TASK STATEMENT → Can you turn the listing below into a JSON list of strings, one string per line, with blank lines dropped? Cover the whole listing, but leave the pictures out.

───── MATERIAL FOR THE TASK

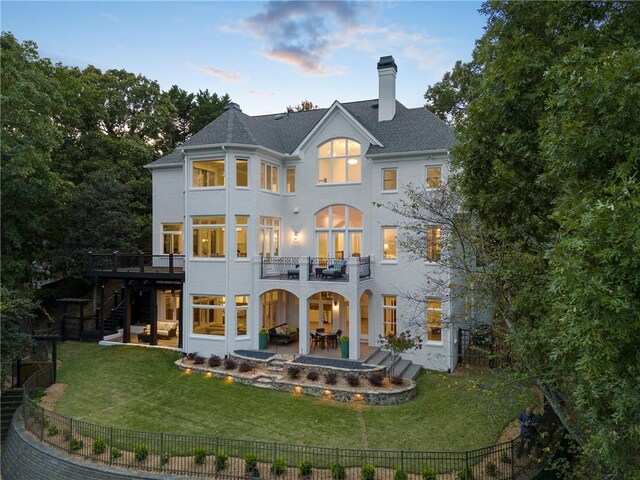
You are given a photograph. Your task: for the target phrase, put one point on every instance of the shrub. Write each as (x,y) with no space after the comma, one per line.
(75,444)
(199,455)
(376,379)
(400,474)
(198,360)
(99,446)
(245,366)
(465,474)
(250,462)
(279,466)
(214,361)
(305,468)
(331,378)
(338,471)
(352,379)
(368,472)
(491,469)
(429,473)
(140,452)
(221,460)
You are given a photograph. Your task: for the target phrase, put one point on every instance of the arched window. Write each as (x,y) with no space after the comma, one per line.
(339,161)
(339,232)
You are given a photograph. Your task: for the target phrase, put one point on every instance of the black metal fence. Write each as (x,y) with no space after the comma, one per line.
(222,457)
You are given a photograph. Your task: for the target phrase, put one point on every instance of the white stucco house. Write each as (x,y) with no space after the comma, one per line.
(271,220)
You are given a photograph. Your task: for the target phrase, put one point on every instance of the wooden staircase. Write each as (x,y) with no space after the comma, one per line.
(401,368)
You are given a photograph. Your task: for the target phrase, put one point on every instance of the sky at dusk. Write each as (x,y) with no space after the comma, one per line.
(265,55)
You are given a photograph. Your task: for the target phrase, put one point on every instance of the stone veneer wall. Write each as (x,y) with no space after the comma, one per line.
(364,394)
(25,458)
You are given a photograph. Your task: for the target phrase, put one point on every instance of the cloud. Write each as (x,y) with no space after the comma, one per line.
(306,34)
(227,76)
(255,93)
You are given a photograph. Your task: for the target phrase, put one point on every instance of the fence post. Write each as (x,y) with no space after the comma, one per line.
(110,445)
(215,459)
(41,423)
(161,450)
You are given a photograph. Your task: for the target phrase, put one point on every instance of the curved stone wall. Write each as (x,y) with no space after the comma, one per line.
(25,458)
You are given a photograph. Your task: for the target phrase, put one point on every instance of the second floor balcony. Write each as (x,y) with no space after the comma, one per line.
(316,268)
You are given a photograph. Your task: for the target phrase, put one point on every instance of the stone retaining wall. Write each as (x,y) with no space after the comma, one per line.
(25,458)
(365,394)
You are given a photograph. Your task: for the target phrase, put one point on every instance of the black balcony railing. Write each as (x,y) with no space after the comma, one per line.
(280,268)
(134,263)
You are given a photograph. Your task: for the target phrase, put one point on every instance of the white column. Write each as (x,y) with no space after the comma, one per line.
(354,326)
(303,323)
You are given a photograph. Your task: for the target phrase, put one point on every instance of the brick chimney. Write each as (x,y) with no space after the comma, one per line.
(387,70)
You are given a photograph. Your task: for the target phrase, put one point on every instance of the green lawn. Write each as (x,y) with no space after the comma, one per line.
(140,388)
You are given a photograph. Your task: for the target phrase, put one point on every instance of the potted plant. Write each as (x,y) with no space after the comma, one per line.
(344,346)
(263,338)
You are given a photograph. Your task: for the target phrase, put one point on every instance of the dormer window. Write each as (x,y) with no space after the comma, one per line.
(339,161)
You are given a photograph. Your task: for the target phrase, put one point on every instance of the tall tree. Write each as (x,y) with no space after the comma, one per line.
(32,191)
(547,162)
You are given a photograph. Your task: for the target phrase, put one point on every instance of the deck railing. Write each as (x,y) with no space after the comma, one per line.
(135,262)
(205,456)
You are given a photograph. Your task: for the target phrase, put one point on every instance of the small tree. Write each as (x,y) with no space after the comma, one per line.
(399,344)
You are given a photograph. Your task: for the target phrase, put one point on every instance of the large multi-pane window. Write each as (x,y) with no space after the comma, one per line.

──────────

TASK SOLUTION →
[
  "You are given a photograph. Your task: for the target phrase, put one point on every instance of the shrub. Write each as (x,y) with no space after the comma, one per line.",
  "(75,444)",
  "(199,455)",
  "(376,379)",
  "(400,474)",
  "(198,360)",
  "(99,446)",
  "(245,366)",
  "(465,474)",
  "(250,462)",
  "(279,466)",
  "(214,361)",
  "(305,468)",
  "(331,378)",
  "(338,471)",
  "(352,379)",
  "(368,472)",
  "(491,469)",
  "(429,473)",
  "(140,452)",
  "(221,460)",
  "You are given a photograph. Your task: for the target phrase, put one point on every instance of the arched window. Write each as (x,y) with no space after the comma, one per line.",
  "(339,161)",
  "(339,232)",
  "You are given a photograph. Your task: for the target phrase, put one point on every instance of the black metal fence. Write each as (x,y) with no space after the comma, one per line.",
  "(222,457)",
  "You are given a photograph. Your task: for the target phrase, put one point on every instance of the white stucco house. Write each as (x,y) with no space after the comma, one per line.",
  "(271,220)",
  "You are given a photograph. Your task: for the target phrase, put one point on every instance of the wooden staircase. Write each as (x,y) with no space after the comma, one per line.",
  "(401,368)",
  "You are given a photograph. Your task: for the target phrase, put one point on every instance of the sky at dusk. Write each as (x,y) with no space after the comma, one per line.",
  "(265,55)",
  "You are given a photograph. Your task: for the target phrase, put one point on every instance of the stone veneer wall. Write each as (x,y) with no space after the comma, one per line.",
  "(364,394)",
  "(25,458)",
  "You are given a photograph. Your task: for the target phrase, put one point on every instance of the cloud. Write each as (x,y) with no space after the comma, one per line.",
  "(306,34)",
  "(227,76)",
  "(255,93)",
  "You are given a photograph. Your task: for the target phrase, put one point on every instance of the fence post. Write each as (x,y) with no space after the comma, one per line.",
  "(110,445)",
  "(215,459)",
  "(41,423)",
  "(161,450)",
  "You are given a photograph. Your task: for the target phrase, put one point on every instance of the curved stone wall. Write each as (x,y) with no space after the comma, one per line.",
  "(25,458)",
  "You are given a photograph. Your task: for the target phrase, put one point on every instance of the second floor balcony. Write each as (x,y) with no space after the comma, one per line.",
  "(316,268)",
  "You are given a photograph. Your task: for the target phrase, put one point on every instance of the stone retaining wall. Write each as (x,y) with no space after the comma, one per line.",
  "(25,458)",
  "(365,394)",
  "You are given a photograph. Your task: for the target phrase, put one point on every instance of the black balcony railing. Write each as (x,y) with no space after the comma, one per line.",
  "(280,268)",
  "(134,263)",
  "You are given a photograph. Your task: for the target phrase, put one point on every instance of the white column. Write each as (x,y) with no space after the comma, one per line.",
  "(354,326)",
  "(303,323)",
  "You are given a photograph. Your task: for the target phrase, put one point on every instance of the brick chimney. Write each as (x,y) with no space after the comma, one per line.",
  "(387,70)",
  "You are given a photograph. Your task: for the target phrase, put one point on every instance of the green lawn. Write each as (x,y) with no space after the comma, one per line.",
  "(140,388)",
  "You are given a photograph. Your task: for the target phrase, put one point on every instance of the potted plant. Write each as (x,y) with no space after the comma, one per line.",
  "(344,346)",
  "(263,338)",
  "You are given a photograph. Your task: for the target phrase, put one point on every instance of the dormer window. Write each as (x,y) with no space after the comma, one per line.",
  "(339,161)",
  "You are given a photograph. Your task: for the target phrase, put one point on every instance of the tall tree. Write each as (x,y) with no space after the comma, one per line.",
  "(32,191)",
  "(547,162)",
  "You are given a photograph. Your task: for the target phrase, put one point on every instance of the deck railing. Write each as (x,y) with no space after the comma, one per line.",
  "(135,262)",
  "(205,456)",
  "You are given a photograph. Your task: for the target phrase, put one point on every instance of the small tree. Write each as (x,y) with no space after the comma, one per line.",
  "(399,344)",
  "You are given a photograph. Your task: for the target phrase, put one point on every instance of the large multi-pane window. Write each as (x,y) with no space after the comma, one per line."
]